TASK REQUIREMENTS =
1) List every authority to which, according to the passage on Akdoruk village below, the community applied for permission to return.
2) Reproduce word for word the part of the passage on Akdoruk village below starting at "Villagers turned out" and ending at "down their tents.".

** TEXT FOR ANALYSIS follows **

Villagers turned out of Akdoruk village near Kulp, Diyarbakır province, in 1993, returned in the spring of 2002. One of the villagers, Mahmut Coşkun, stated that the community had applied to the local governor in Lice for permission to return, and then to the Lice gendarmerie headquarters, the Interior Ministry, and the state of emergency governor's office, but received no response.142 The villagers decided to move on their own initiative, and pitched tents so that they could live in the village while repairing their homes and bringing their fields back into cultivation. On July 17, village guards and soldiers attached to the Zeyrek gendarmerie reportedly beat the Akdoruk villagers, and tore down their tents.

** End of TEXT FOR ANALYSIS **
** SUPPLIED MATERIAL follows **

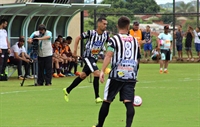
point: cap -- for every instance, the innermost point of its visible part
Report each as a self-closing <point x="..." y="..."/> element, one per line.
<point x="166" y="27"/>
<point x="136" y="23"/>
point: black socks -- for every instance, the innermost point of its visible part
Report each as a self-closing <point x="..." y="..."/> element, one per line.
<point x="96" y="86"/>
<point x="103" y="113"/>
<point x="130" y="111"/>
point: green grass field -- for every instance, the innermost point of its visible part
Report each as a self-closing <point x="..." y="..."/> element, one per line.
<point x="169" y="100"/>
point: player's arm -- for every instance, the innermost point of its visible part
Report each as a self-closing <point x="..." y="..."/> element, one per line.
<point x="82" y="36"/>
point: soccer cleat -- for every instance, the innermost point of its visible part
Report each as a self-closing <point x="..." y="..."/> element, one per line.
<point x="77" y="73"/>
<point x="66" y="96"/>
<point x="20" y="77"/>
<point x="29" y="77"/>
<point x="98" y="100"/>
<point x="166" y="71"/>
<point x="55" y="75"/>
<point x="61" y="75"/>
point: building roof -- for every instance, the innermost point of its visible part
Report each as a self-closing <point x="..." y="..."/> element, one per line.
<point x="41" y="9"/>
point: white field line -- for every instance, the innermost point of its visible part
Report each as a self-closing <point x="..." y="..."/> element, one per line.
<point x="142" y="82"/>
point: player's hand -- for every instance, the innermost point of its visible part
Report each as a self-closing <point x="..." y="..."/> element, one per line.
<point x="75" y="53"/>
<point x="9" y="51"/>
<point x="101" y="77"/>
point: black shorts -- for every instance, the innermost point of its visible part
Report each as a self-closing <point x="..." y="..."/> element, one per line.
<point x="126" y="90"/>
<point x="90" y="65"/>
<point x="165" y="54"/>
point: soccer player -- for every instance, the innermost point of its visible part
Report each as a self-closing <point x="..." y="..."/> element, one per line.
<point x="4" y="48"/>
<point x="94" y="45"/>
<point x="197" y="41"/>
<point x="178" y="35"/>
<point x="122" y="52"/>
<point x="147" y="42"/>
<point x="164" y="46"/>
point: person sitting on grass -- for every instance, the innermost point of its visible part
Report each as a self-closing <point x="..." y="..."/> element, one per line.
<point x="155" y="54"/>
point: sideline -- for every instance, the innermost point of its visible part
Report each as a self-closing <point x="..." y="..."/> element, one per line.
<point x="82" y="87"/>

** End of SUPPLIED MATERIAL **

ANSWERS FOR THE TASKS =
1)
- The local governor in Lice
- The Lice gendarmerie headquarters
- The Interior Ministry
- The state of emergency governor's office

2)
Villagers turned out of Akdoruk village near Kulp, Diyarbakır province, in 1993, returned in the spring of 2002. One of the villagers, Mahmut Coşkun, stated that the community had applied to the local governor in Lice for permission to return, and then to the Lice gendarmerie headquarters, the Interior Ministry, and the state of emergency governor's office, but received no response.142 The villagers decided to move on their own initiative, and pitched tents so that they could live in the village while repairing their homes and bringing their fields back into cultivation. On July 17, village guards and soldiers attached to the Zeyrek gendarmerie reportedly beat the Akdoruk villagers, and tore down their tents.